To do :: Print all of the records. Exclude the images.

Material for this task ::
▶
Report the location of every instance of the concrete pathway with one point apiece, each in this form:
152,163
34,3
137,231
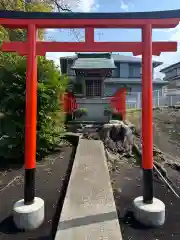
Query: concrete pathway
89,210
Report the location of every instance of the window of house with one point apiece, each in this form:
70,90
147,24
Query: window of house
70,71
93,88
134,71
116,71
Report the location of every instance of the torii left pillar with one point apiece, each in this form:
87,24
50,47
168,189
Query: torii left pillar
148,210
29,213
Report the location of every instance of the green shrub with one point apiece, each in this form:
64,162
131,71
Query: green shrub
50,117
80,112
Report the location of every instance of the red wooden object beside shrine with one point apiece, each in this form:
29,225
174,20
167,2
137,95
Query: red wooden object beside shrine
118,102
89,21
69,102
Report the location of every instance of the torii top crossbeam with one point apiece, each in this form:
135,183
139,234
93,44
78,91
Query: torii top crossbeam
159,19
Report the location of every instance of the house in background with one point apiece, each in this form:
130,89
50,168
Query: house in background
172,76
97,76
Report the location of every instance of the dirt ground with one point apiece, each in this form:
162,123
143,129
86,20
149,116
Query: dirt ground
127,185
52,176
126,178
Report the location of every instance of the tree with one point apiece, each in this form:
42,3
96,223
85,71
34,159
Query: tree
12,104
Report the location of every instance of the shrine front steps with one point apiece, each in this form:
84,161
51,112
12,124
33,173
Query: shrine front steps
89,211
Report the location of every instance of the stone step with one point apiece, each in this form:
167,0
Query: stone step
89,211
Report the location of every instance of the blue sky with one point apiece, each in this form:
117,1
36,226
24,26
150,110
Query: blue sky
120,35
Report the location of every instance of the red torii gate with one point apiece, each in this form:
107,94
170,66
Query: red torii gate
89,21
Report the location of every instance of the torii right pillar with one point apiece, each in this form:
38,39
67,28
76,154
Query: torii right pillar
148,210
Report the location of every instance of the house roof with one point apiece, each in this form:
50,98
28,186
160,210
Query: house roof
94,61
134,81
123,58
163,70
71,15
115,57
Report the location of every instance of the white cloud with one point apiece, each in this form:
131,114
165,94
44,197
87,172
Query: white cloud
87,5
124,6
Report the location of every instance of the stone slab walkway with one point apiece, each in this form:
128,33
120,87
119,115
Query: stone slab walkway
89,210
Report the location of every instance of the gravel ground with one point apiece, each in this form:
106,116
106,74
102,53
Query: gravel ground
51,181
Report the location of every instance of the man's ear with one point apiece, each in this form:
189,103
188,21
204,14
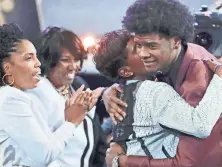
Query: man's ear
176,42
6,67
125,72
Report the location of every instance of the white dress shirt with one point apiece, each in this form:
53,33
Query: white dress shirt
25,137
80,146
157,104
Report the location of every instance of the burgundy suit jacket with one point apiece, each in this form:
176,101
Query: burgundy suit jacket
192,81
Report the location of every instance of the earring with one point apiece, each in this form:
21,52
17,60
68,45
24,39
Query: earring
3,80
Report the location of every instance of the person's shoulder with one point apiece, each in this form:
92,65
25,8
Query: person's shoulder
10,94
152,86
199,52
43,90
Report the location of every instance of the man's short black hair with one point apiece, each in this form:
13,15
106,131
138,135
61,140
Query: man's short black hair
50,44
111,53
167,17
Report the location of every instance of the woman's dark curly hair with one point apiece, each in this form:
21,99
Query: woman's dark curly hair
111,53
50,44
167,17
10,37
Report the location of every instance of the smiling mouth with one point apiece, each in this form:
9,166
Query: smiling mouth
149,62
37,74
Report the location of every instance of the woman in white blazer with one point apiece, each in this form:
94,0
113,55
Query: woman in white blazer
25,137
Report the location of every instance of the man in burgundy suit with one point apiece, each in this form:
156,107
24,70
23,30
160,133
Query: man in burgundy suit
162,30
◀
Result below ::
Report the location of every instance of the concrete pathway with one point apiece, each in this form:
152,163
34,3
137,231
Query: concrete pathway
89,210
Report the location of every instance of the window of house with one point apiece, each in this form:
70,90
147,24
Query: window of house
70,71
93,88
134,71
116,71
Report the location of every instance of the torii left pillar with one point apiece, each in this form:
87,24
50,47
168,189
Query: torii left pillar
148,210
29,213
Report the location of every instance of the green shrub with one point apiece, each in this form:
64,162
131,71
Query: green shrub
50,117
80,112
Report the location of every instance of the red wooden object beside shrine with one point apiece, each in this form:
29,225
174,20
167,2
137,95
Query: red wooden object beside shrine
118,102
89,21
69,102
Report the location of every instance of the torii top crossbeam with one point apiece, each in this form:
135,183
139,234
93,44
78,91
Query: torii top crossbeam
159,19
Report the location of every instance of the house in background with one point apiece, each in this form:
130,89
50,168
Query: house in background
172,76
97,76
Report the location of every instance of the dirt ground with one point apiece, each in this form:
162,123
143,129
86,20
149,116
Query: dirt ground
127,185
52,176
126,178
Report the location of every instance of the tree with one point apiece, each in this form:
42,3
96,223
85,71
34,159
Query: tree
12,104
Report the location of every instance of the shrine front steps with one point apiece, each in this form:
84,161
51,112
12,124
33,173
Query: shrine front steps
89,211
Report the location of every instance of the stone step with one point apiece, each in this form:
167,0
Query: stone step
89,211
Report the location of every instance of the blue sky with one point apiece, each in this form:
117,1
36,226
24,26
150,110
Query: blue sky
120,35
Report the location of every instance of the red torii gate with one point apiece, each in this form:
107,94
170,66
Query: red torii gate
89,21
Report the location of every instance of the torii right pillar with one point apiece, each in this form:
38,39
67,28
76,154
Query: torii right pillar
148,210
Report the location of every instance of the house roof with one point apiece, each in this form:
50,98
28,186
160,210
Query: house roof
94,61
134,81
123,58
163,70
71,15
115,57
Report the location of every instance of the white cloud with one point apiece, each in this form:
131,114
165,94
44,197
87,172
Query: white cloud
87,5
124,6
Report the location of every instance of the stone slab walkway with one point apiece, each in this form:
128,33
120,87
119,115
Query: stone slab walkway
89,210
Report the location of every instance of the gravel ground with one point apiece, each in this form:
106,116
106,74
102,53
Query: gravel ground
51,181
Report the location of every instance of the man's ear with one point apiece, each in this form:
189,103
188,21
204,14
Query: man's ear
176,42
6,67
125,72
Report the location of every instance of the white dress shirt with one point apiece, each in this form:
53,33
Query: white dress shirt
25,137
80,146
157,104
Report the location of every instance of the burgundy suit jacket with one point apiece, each in this form:
176,101
Query: burgundy suit jacket
192,81
Report the location of every instance of the earring with one point apiece, each in this form:
21,52
17,60
68,45
24,39
Query: earring
3,80
Report the location of every instance of the person's shoulder with one point apiece, each in this form:
92,65
25,8
Query: person's shoulder
10,94
152,86
199,52
43,90
Report the location of every instance of the man's short black hair with one point apiece, each in this form:
13,15
106,131
138,135
61,140
Query: man's short black hair
50,44
111,53
167,17
Report the location of every instance of the woman's dark curly hair with one point apiece, each in this form:
21,99
Query: woman's dark curly hair
111,53
50,44
167,17
10,37
Report the location of every instance of the smiling mouth with one point apiece, each in this form:
9,166
Query: smiling mouth
149,62
37,74
Report the location of every instance of the woman in white blazer with one point apiece, each in this form:
94,0
113,55
Query: woman in white blazer
25,137
Report the location of every instance of the man in burgundy suit with one point apiece, each in this form:
156,107
24,70
23,30
160,133
Query: man in burgundy suit
162,30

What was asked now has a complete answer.